Your task :: Provide the data again in its entirety, exactly as given.

:: Source material ::

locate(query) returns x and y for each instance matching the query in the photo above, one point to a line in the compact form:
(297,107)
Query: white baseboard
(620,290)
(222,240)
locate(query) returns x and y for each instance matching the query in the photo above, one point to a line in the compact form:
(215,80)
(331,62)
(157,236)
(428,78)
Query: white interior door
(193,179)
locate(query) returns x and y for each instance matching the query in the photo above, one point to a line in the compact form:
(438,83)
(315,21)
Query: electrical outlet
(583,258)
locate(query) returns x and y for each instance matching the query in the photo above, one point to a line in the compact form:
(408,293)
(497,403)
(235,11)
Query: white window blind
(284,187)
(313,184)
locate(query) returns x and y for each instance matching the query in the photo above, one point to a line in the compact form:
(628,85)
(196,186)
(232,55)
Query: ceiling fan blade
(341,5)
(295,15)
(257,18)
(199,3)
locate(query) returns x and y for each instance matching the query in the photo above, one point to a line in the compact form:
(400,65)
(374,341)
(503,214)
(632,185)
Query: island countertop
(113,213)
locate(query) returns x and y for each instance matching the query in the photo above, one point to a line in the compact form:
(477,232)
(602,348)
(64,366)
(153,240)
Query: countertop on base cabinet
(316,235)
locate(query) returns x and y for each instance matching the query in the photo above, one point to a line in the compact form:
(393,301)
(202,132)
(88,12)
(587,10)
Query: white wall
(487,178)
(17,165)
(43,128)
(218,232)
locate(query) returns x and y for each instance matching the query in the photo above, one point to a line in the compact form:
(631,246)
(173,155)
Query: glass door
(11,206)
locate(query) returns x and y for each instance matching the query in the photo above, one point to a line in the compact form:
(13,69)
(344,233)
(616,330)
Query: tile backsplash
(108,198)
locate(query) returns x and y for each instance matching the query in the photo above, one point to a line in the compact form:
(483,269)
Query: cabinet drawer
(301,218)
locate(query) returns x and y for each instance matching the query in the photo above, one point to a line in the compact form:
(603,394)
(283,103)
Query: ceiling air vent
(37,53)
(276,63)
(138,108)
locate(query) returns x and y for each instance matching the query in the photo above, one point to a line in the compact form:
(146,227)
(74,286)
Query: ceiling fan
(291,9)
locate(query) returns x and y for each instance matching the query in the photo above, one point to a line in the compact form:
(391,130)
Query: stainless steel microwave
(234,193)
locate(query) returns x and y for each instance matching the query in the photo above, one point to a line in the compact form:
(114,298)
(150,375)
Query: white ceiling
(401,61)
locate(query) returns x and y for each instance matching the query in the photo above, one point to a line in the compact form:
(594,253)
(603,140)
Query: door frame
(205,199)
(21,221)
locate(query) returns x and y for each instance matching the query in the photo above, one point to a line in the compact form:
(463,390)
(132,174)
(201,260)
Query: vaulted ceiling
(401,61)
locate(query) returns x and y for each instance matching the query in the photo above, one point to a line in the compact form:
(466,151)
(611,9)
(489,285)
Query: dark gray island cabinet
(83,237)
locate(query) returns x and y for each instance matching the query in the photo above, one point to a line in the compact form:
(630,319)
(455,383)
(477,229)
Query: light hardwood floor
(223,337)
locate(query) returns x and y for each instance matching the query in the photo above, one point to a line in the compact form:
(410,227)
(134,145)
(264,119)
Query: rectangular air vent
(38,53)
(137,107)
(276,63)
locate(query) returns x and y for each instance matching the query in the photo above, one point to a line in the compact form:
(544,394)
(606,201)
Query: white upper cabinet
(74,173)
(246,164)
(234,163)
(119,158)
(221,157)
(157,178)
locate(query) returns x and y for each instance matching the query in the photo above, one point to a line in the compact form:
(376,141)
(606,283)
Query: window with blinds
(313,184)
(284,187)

:::

Solution to this problem ::
locate(query) returns x and y for each instance matching the query in the photo above, one point to a line in the compact form:
(297,107)
Query: white baseboard
(620,290)
(222,240)
locate(query) returns x and y for each instance matching the query in the photo above, one point to a line in the compact form:
(215,80)
(331,62)
(157,236)
(428,78)
Query: white interior door
(193,179)
locate(query) returns x and y for each instance matching the query in the photo above, one point to a line in the compact form:
(438,83)
(315,21)
Query: electrical outlet
(583,258)
locate(query) returns x and y for each instance matching the query in the photo above, one point to a line in the compact form:
(408,293)
(497,403)
(235,11)
Query: white window blind
(284,187)
(313,184)
locate(query) returns x and y for each instance matching the query in the photo above, one point to a line in the compact form:
(628,85)
(196,186)
(232,55)
Query: ceiling fan blade
(341,5)
(295,15)
(257,18)
(199,3)
locate(query) returns x and y for each instance matching the query in the photo above, one point to a line in the compact form:
(400,65)
(374,341)
(503,214)
(632,185)
Query: island countertop
(113,213)
locate(query) returns x and y for each instance matching the query in the photo above, one point to a line in the compact form:
(477,232)
(602,348)
(64,366)
(153,240)
Query: countertop on base cabinet
(316,235)
locate(query) returns x and y for each instance matching the query in the photo above, one point to a line in the compact form:
(393,301)
(202,132)
(88,12)
(587,10)
Query: white wall
(487,178)
(17,165)
(43,128)
(218,232)
locate(query) returns x and y for each instance matching the query in the photo above, one point to a line in the compact form:
(631,246)
(173,155)
Query: glass door
(11,206)
locate(query) returns x and y for each instance matching the query in the photo above, one point to a line in the compact form:
(13,69)
(344,233)
(616,330)
Query: tile backsplash
(108,198)
locate(query) returns x and y for each instance matching the query in the photo above, one point to a line in the compact form:
(483,269)
Query: cabinet drawer
(301,218)
locate(query) returns x and y for each instance matching the query in the photo above, one point to a line in the compact form:
(603,394)
(283,103)
Query: ceiling air vent
(37,53)
(276,63)
(138,108)
locate(query) returns x and y for each instance matching the query in the photo above, one point to a line in the compact form:
(146,227)
(74,286)
Query: ceiling fan
(291,9)
locate(query) returns x and y for each instance matching the query in the photo above, one point to a line in the compact form:
(391,130)
Query: stainless steel microwave
(234,193)
locate(query) returns x and y for each instance matching the query in the photo above, one point to a line in the compact form:
(114,298)
(150,375)
Query: white ceiling
(401,61)
locate(query) returns x and y for each instance matching the query in the photo above, one point to a line in the compact form:
(594,253)
(603,140)
Query: door frame
(205,199)
(21,221)
locate(query) returns x and y for each instance matching the query in the photo above, one point to a line in the compact form:
(463,390)
(132,174)
(201,260)
Query: vaulted ceiling
(401,61)
locate(query) returns x and y for each instance matching the query in the photo above, one point to a line in the compact form:
(466,151)
(611,9)
(489,285)
Query: dark gray island cabinet
(83,237)
locate(query) returns x and y for each instance matching the query in the photo above, one point to a line in the compact form:
(630,319)
(455,383)
(477,229)
Query: light hardwood floor
(223,337)
locate(query) returns x and y for each instance matching the query in the photo above, one point to a line in the compact form:
(410,227)
(134,145)
(264,119)
Query: rectangular air vent
(38,53)
(137,107)
(276,63)
locate(query) returns x and y for each instance matching the query in the photo above, one point to a line in the compact form:
(544,394)
(606,201)
Query: white upper cabinet
(74,173)
(246,164)
(234,163)
(119,158)
(221,157)
(157,178)
locate(query) returns x and y for each instance matching the query in the photo above, one point to a line in the compact form:
(376,141)
(606,283)
Query: window with blinds
(313,184)
(284,187)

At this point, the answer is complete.